### Record excerpts
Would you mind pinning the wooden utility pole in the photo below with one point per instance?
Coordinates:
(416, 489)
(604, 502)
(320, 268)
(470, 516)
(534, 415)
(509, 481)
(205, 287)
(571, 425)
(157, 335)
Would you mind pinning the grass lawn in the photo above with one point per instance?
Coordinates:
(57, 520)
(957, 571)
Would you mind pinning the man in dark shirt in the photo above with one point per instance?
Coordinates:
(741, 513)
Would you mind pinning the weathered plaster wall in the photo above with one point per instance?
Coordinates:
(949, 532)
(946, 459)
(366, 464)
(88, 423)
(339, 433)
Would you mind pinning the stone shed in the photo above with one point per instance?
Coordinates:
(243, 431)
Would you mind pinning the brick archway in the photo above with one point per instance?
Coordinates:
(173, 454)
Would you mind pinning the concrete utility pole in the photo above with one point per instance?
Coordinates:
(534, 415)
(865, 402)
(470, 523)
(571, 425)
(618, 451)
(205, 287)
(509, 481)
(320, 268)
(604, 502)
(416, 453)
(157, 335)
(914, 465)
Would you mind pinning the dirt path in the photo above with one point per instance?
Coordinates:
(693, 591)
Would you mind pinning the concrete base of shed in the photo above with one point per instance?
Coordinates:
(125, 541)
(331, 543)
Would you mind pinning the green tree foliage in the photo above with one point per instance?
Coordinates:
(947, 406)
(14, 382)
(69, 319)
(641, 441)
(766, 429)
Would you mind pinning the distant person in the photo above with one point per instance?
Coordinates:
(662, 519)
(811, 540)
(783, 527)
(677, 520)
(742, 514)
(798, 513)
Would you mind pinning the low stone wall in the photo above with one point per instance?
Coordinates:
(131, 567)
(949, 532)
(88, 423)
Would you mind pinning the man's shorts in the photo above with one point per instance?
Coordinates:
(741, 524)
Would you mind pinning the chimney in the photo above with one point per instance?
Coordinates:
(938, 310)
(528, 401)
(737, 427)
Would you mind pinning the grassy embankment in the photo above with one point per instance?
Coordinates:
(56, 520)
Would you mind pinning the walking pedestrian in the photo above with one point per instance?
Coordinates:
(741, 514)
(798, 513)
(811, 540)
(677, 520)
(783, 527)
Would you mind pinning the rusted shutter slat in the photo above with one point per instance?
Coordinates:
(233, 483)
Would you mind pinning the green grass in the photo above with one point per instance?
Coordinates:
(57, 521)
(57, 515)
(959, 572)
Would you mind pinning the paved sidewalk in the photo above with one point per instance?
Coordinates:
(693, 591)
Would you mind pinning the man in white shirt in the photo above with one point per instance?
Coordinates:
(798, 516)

### Objective
Reproduce the records starting at the line containing "Would you mind pinning the walking" and ending at the final line, changing "rusted shutter slat" to "corroded shutter slat" and leaving everything else unchanged.

### Exercise output
Would you mind pinning the walking pedestrian in the photo above with one point per instance?
Coordinates:
(741, 514)
(798, 513)
(811, 540)
(677, 520)
(783, 527)
Would you mind pinning the corroded shutter slat in the photo above with one point per instance?
Coordinates:
(233, 483)
Would you mind pinning the green grass in the photo above with one point per instance?
Coordinates:
(57, 521)
(57, 515)
(959, 572)
Would you mind pinning the paved sidewalk in the photo above with one point per instance?
Coordinates:
(693, 591)
Would you mind pinning the man in white shirt in the photo above with one point per instance?
Coordinates:
(798, 516)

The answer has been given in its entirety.